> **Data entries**
[Start]

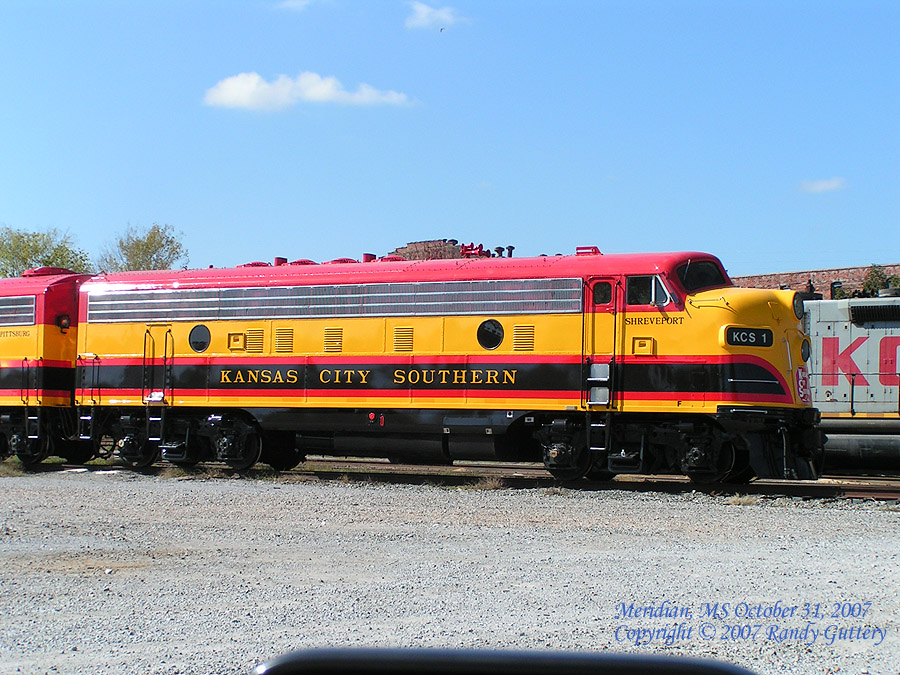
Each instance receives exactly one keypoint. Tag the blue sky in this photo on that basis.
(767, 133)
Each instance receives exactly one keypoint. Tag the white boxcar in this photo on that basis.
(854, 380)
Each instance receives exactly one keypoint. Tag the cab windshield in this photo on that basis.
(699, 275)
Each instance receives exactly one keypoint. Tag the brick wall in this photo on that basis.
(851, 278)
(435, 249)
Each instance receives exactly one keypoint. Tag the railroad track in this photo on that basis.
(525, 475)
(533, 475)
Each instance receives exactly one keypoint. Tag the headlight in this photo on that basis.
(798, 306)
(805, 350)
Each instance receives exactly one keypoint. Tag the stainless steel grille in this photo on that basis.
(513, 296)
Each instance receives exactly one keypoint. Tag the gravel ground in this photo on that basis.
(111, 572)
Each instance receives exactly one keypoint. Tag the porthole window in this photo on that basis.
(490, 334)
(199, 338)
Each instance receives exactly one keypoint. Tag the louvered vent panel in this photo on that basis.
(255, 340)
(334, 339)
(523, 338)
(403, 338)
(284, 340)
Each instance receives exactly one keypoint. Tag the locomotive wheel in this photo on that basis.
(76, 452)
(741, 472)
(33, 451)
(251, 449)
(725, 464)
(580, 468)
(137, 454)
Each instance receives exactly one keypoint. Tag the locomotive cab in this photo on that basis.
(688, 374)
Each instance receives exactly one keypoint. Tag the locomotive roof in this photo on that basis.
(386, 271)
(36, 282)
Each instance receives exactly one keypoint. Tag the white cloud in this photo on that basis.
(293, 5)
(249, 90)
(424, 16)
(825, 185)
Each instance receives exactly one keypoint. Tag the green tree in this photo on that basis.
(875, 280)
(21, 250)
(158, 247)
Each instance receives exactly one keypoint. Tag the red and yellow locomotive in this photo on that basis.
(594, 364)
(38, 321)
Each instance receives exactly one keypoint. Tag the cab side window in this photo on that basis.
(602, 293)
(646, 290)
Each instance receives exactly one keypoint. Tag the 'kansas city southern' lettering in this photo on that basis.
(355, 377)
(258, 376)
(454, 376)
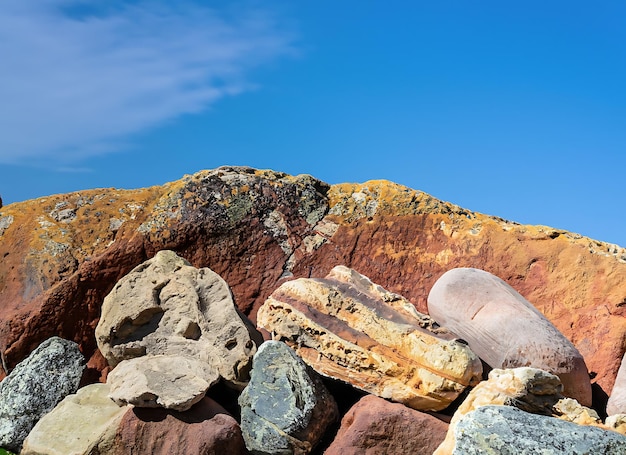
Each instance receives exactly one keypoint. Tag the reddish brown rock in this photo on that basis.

[End]

> **Problem to work on**
Arrange every line of the listing above as a numbered list, skipping any blank lines. Leave the pictures out of your answer.

> **Completed exercise**
1. Each instance receives exactly one keypoint. Tag the blue sky in this photo on that basis.
2. (767, 133)
3. Each instance receives exactly one keypoint. Tag the white boxcar in this photo on that basis.
4. (854, 380)
5. Each instance receives exactly one keypoint. Tag the cab windshield in this photo on that basis.
6. (699, 275)
7. Each instance receives exactly one keypoint. Tag the brick wall in this photo on that basis.
8. (851, 278)
9. (435, 249)
10. Each instance receives exactly one keypoint. Tag the railroad track in this photo on that basis.
11. (525, 475)
12. (533, 475)
13. Each instance receives exactly one keypoint. Tag the headlight in this photo on that basis.
14. (798, 306)
15. (805, 350)
16. Each instance receives exactly one keypoint. Tag the stainless steel grille in this photo on that basis.
17. (513, 296)
18. Each instance receives exactly one keypoint. Tag the gravel ground in this photo on that basis.
19. (111, 572)
20. Each instance receives exactly one keypoint. Tag the porthole window in this photo on that basis.
21. (490, 334)
22. (199, 338)
23. Each instance receives exactly one keypoint. Tag the louvered vent panel in this photo on that basis.
24. (255, 340)
25. (334, 339)
26. (523, 338)
27. (403, 338)
28. (284, 340)
29. Each instance receives exactly one keypoint. Tag the locomotive wheel in this photo on that basis.
30. (76, 452)
31. (741, 472)
32. (33, 451)
33. (251, 449)
34. (725, 464)
35. (580, 468)
36. (137, 454)
37. Each instance receives exactly one keypoint. Tag the locomotive cab in this photo on that basis.
38. (688, 374)
39. Each instance receives exactly one keypoint. Tag the locomotive roof in this photo on that basis.
40. (386, 271)
41. (36, 282)
42. Each instance receives exactly one keypoint. Tag the white cloud in this photo on that basis.
43. (293, 5)
44. (249, 90)
45. (424, 16)
46. (825, 185)
47. Each instance receives exactly one keypoint. Tag the green tree in this photo on that basis.
48. (875, 280)
49. (21, 250)
50. (158, 247)
51. Each instance receives exactly one keypoint. Tag the red and yellow locomotive in this photo on that basis.
52. (594, 364)
53. (38, 321)
54. Each instance receives exactly one keypoint. Tag the cab side window in this photo on that basis.
55. (602, 293)
56. (646, 290)
57. Each instance receives exactly one keypoint. Tag the 'kansas city southern' lettering in this photo on that basis.
58. (355, 377)
59. (258, 376)
60. (454, 376)
61. Each instance receives exactly one keypoint. Tag the reddish brown rock in this photo on that basis.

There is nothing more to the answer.